DATA ▸
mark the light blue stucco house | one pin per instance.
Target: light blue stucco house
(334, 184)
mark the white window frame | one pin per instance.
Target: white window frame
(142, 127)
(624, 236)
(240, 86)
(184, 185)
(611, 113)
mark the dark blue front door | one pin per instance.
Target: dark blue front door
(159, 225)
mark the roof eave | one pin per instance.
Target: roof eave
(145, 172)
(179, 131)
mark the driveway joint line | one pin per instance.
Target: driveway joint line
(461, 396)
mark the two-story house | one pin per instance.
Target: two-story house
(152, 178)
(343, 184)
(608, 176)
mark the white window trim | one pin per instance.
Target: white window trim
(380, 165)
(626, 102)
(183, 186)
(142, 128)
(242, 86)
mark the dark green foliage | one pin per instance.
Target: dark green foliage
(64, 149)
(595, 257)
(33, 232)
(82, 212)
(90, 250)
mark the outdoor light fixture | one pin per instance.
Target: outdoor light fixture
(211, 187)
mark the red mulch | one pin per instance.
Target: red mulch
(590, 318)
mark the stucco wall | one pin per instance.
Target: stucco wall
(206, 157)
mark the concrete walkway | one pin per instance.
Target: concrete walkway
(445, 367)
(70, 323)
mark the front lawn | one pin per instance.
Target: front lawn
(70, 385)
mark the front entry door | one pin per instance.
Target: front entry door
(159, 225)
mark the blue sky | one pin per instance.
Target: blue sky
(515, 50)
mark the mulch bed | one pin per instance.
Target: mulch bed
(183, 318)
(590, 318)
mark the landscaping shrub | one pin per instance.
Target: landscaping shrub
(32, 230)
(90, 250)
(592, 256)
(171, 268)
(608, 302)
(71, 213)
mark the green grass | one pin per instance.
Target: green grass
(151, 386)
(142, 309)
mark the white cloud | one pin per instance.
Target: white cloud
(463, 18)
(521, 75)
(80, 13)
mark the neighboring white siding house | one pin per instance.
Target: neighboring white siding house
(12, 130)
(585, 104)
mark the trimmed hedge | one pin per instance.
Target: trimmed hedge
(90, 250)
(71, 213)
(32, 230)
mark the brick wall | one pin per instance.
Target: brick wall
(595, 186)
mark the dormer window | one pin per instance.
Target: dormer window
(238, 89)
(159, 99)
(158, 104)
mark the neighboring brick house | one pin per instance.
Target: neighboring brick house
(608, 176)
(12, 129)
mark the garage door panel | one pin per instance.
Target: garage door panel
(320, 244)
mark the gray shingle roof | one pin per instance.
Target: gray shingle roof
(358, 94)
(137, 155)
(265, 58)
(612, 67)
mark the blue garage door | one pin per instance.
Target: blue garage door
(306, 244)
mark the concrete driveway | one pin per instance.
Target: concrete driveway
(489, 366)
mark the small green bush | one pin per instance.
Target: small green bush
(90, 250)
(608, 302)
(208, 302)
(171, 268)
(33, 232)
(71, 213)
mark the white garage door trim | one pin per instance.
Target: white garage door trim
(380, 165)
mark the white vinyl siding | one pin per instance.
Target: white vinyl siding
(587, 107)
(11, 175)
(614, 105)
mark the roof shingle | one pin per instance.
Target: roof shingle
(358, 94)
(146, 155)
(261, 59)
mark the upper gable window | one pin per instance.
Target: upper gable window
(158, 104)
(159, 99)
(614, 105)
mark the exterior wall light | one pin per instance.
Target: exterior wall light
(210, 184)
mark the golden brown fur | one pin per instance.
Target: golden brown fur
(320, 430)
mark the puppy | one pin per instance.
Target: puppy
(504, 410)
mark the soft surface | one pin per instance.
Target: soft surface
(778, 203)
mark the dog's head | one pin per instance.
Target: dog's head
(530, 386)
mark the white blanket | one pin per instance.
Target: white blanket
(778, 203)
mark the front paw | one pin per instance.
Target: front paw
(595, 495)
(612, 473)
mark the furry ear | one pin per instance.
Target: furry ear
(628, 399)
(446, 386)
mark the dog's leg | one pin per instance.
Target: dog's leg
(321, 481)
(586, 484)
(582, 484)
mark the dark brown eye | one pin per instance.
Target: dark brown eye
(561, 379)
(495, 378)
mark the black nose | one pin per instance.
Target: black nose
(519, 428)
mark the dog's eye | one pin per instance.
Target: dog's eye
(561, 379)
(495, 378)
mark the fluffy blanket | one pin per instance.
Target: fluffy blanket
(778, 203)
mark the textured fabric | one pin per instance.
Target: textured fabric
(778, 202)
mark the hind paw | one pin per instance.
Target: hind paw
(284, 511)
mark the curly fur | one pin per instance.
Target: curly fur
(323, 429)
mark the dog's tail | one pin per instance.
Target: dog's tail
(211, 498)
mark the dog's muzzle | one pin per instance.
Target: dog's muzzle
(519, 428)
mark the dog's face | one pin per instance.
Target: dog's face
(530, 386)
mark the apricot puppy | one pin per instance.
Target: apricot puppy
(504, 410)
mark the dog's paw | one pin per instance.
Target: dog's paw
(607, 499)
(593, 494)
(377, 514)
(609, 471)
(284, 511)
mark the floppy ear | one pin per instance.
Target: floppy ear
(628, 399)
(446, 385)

EXERCISE PROMPT ▸
Top to bottom, the records above must be output exactly.

RESULT OF THIS TASK ▸
mark the light blue stucco house | one pin per instance.
Target: light blue stucco house
(334, 184)
mark the white window frame | one pin per instance.
Target: white window frame
(142, 127)
(624, 236)
(240, 86)
(184, 185)
(611, 113)
mark the dark blue front door | one pin per instance.
Target: dark blue front door
(159, 225)
mark the roof eave | one pin per instance.
Target: roof eave
(145, 172)
(179, 131)
mark the driveway joint line | one pin per instance.
Target: driveway joint line
(461, 396)
mark the two-story house | one pin per instance.
Target: two-story house
(152, 178)
(343, 184)
(608, 176)
mark the white window trim | one pin per instance.
Target: white window trim
(380, 165)
(626, 102)
(183, 186)
(142, 128)
(242, 86)
mark the dark green foliage | one pin per instance.
Target: dark green foliage
(64, 149)
(595, 257)
(33, 232)
(82, 212)
(90, 250)
mark the outdoor light fixture | one pin per instance.
Target: outdoor light fixture
(211, 187)
mark the red mulch | one pin per instance.
Target: red mulch
(590, 318)
mark the stucco wall | one pin per instance.
Target: stucco wall
(206, 157)
mark the concrete walkway | one pin per instance.
Target: concrete walkway
(445, 367)
(70, 323)
mark the front lawn | one pin per instance.
Target: front lawn
(70, 385)
mark the front entry door | one pin per instance.
Target: front entry door
(159, 225)
mark the blue sky | one pin per instance.
Target: blue sky
(515, 50)
mark the mulch bed | one pin per instance.
Target: mulch bed
(183, 318)
(590, 318)
mark the landscaping shrub | one pin per instance.
Target: landscaping shrub
(32, 230)
(90, 250)
(592, 256)
(171, 268)
(608, 302)
(71, 213)
mark the green grass | one pin per instance.
Target: green grass
(151, 386)
(142, 309)
mark the white cloud | one pin per instance.
Target: white cloud
(463, 18)
(521, 75)
(80, 13)
mark the neighboring white siding house | one pin per instance.
Target: neighboring white siding house
(12, 130)
(585, 104)
mark the trimmed hedge | one pin per instance.
Target: trimmed hedge
(90, 250)
(71, 213)
(32, 230)
mark the brick wall | one pin per instance.
Target: brick wall
(595, 186)
mark the dormer window | one pin per instance.
Target: dormer window
(238, 89)
(159, 99)
(158, 104)
mark the neighboring brick house | one pin per instance.
Target: neighboring brick house
(608, 176)
(12, 129)
mark the garage door panel | one pin per instance.
Target: garage door panel
(320, 244)
mark the gray shingle roof | one pin per instance.
Target: gray shingle roof
(358, 94)
(137, 155)
(265, 58)
(612, 67)
mark the blue garage door | one pin per instance.
Target: blue garage door
(306, 244)
mark the concrete driveway | one pin per instance.
Target: concrete driveway
(489, 366)
mark the small green bush | one pin per instance.
Target: small green bush
(90, 250)
(608, 302)
(208, 302)
(171, 268)
(33, 232)
(71, 213)
mark the white garage door trim | one pin per instance.
Target: white garage door trim
(380, 165)
mark the white vinyl siding | one pin per instance.
Target: white vinyl siding
(587, 107)
(11, 175)
(614, 105)
mark the roof shingle | one pin per instance.
Target: roof shingle
(358, 94)
(146, 155)
(261, 59)
mark the upper gable window | one pin per instance.
Target: upper gable window
(158, 104)
(159, 99)
(614, 105)
mark the exterior wall light | one pin per instance.
Target: exterior wall light
(210, 184)
mark the golden brown fur | one pin per instance.
Target: golden brown fur
(320, 430)
mark the puppy | one pin per instance.
Target: puppy
(504, 410)
mark the soft surface | one pin per instance.
Target: soft surface
(778, 203)
mark the dog's head | one pin per instance.
Target: dog's head
(530, 386)
mark the white blanket | one pin per instance.
Target: white blanket
(778, 203)
mark the front paw | one pin per instance.
Target: front paw
(595, 495)
(612, 473)
mark the furry ear | one pin per instance.
Target: furry ear
(628, 399)
(446, 386)
mark the dog's leg | one pin per instance.
Target: dog's leg
(321, 481)
(586, 484)
(582, 484)
mark the dark brown eye | one pin per instance.
Target: dark brown eye
(561, 379)
(495, 378)
mark the black nose | one pin per instance.
Target: black nose
(519, 428)
mark the dog's eye | one pin per instance.
Target: dog's eye
(561, 379)
(495, 378)
mark the fluffy blanket | one pin per instance.
Target: fluffy blanket
(778, 203)
mark the textured fabric | one pin per instance.
Target: textured fabric
(778, 202)
mark the hind paw | one pin per instance.
Target: hind paw
(284, 511)
mark the curly fur | one pin per instance.
Target: curly fur
(323, 429)
mark the dog's tail | one pin per instance.
Target: dog's tail
(211, 498)
mark the dog's muzzle | one pin per instance.
Target: dog's muzzle
(519, 428)
mark the dog's face | one pin per instance.
Target: dog's face
(530, 386)
mark the apricot puppy | one pin per instance.
Target: apricot puppy
(504, 410)
mark the dog's paw | one pin per instance.
Target: dog's paw
(607, 499)
(593, 494)
(377, 514)
(609, 471)
(284, 511)
mark the floppy ear | one pin per instance.
Target: floppy ear
(628, 399)
(446, 385)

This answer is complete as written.